**ACTIVITY:** The entries are to be written out word for word, with their images left out.

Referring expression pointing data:
#####

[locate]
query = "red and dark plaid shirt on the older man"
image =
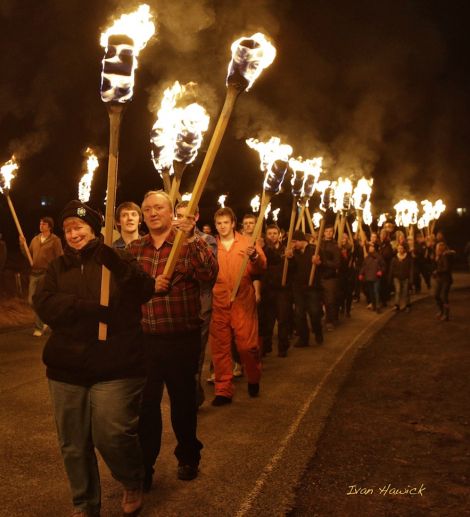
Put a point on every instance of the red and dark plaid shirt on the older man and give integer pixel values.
(178, 310)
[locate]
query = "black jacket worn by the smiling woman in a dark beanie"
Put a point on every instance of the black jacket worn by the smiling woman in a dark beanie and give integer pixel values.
(68, 301)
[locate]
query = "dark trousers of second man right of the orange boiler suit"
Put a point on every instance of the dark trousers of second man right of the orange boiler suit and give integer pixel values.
(307, 302)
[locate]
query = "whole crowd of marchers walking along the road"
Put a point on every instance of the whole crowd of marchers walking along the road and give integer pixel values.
(227, 292)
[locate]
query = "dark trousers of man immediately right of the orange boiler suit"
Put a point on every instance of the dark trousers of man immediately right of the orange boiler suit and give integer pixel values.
(276, 304)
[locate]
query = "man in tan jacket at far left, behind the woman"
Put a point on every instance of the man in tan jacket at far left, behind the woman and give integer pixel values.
(44, 248)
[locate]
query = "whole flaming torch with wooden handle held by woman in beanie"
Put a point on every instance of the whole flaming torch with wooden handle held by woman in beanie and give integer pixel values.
(122, 42)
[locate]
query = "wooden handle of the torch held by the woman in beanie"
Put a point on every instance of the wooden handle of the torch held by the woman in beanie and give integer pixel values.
(115, 114)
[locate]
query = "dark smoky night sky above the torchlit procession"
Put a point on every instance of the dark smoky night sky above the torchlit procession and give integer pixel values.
(379, 88)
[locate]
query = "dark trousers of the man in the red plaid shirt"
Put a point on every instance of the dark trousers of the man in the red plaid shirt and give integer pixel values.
(172, 360)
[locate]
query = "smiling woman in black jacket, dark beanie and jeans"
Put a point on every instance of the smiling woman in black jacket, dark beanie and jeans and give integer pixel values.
(95, 386)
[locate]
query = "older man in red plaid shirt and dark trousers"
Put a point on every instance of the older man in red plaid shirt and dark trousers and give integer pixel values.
(172, 329)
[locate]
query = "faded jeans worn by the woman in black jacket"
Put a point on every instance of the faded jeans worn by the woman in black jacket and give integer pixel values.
(104, 415)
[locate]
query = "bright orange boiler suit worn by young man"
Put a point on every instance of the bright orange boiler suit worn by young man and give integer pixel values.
(239, 317)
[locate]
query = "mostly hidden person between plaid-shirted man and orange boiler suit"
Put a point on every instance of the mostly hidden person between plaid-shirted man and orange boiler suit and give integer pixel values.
(206, 295)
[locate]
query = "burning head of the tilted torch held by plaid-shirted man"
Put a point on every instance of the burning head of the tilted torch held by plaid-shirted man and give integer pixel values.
(250, 56)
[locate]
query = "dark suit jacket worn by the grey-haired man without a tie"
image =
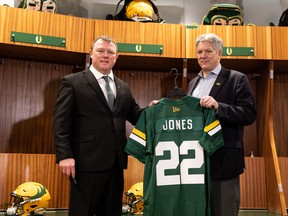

#####

**TASK ANSWER:**
[locate]
query = "red and dark plaid shirt on the older man"
image =
Put a point on every instance of the red and dark plaid shirt on the older man and give integer pixel values.
(178, 310)
[locate]
query = "black jacket worn by the smiling woman in a dark beanie"
Put a point on every instance of the black jacket worn by the smiling woman in a dark beanie and give integer pixel values.
(68, 301)
[locate]
query = "dark trousers of second man right of the orange boiler suit"
Put a point on every instance of the dark trousers of second man right of the orange boiler suit and give integer pixel values.
(307, 302)
[locate]
query = "whole crowd of marchers walking along the road"
Put a point on every instance of the whole crowd of marchers walking along the road and give integer pixel values.
(227, 292)
[locate]
query = "dark trousers of man immediately right of the orange boiler suit"
Put a point on every instance of the dark trousers of man immediately right of the orange boiler suit and give integer pixel values.
(276, 304)
[locate]
query = "man in tan jacket at far left, behind the woman"
Put a point on every instance of the man in tan jacket at far left, behind the woman and give integer pixel values.
(44, 248)
[locate]
query = "whole flaming torch with wooden handle held by woman in beanie"
Put a point on every instance of the whole flaming torch with wooden handle held by woman in beanie and give integer pixel values.
(122, 42)
[locate]
query = "wooden handle of the torch held by the woman in beanie"
Put a point on every instance of the wooden handle of the torch held by the woman in beanie and give integer pixel values.
(115, 114)
[locate]
query = "dark smoky night sky above the torchlit procession"
Put a point on every instance of the dark smoky night sky above the torchlit procession and give integer pixel values.
(379, 88)
[locate]
query = "dark trousers of the man in the red plaid shirt"
Put a point on every instance of the dark trousers of the man in the red plaid shirt and give integer pixel values.
(172, 360)
[locate]
query = "smiling woman in black jacket, dark beanie and jeans"
Put a point on every instance of the smiling woman in black jacket, dark beanie and jeans and give integer pixel values.
(95, 386)
[locate]
query = "older man in red plaid shirt and dark trousers"
Put a point on every instance of the older man in red plaid shirt and dark trousers and give integer pixel values.
(172, 329)
[locate]
query = "faded jeans worn by the woman in black jacket"
Put a point on every instance of the faded jeans worn by the woman in black jacket and give integer pixel values.
(104, 415)
[locate]
query = "bright orange boiler suit worn by young man"
Put a point on every instance of the bright orange boiler suit worn by young man and give integer pixel values.
(239, 317)
[locate]
query = "mostly hidden person between plaid-shirted man and orange boiler suit"
Put a point on every instance of the mostly hidden person between plaid-shirted man and orange boiler suit and give integer pixel values.
(206, 295)
[locate]
query = "burning head of the tilted torch held by plaid-shirted man"
Put a point on every instance of the burning head of the tilted torch held by plaid-shirted man and give integer pixel values.
(250, 56)
[locate]
query = "dark suit jacket worn by the grey-haired man without a tie"
image =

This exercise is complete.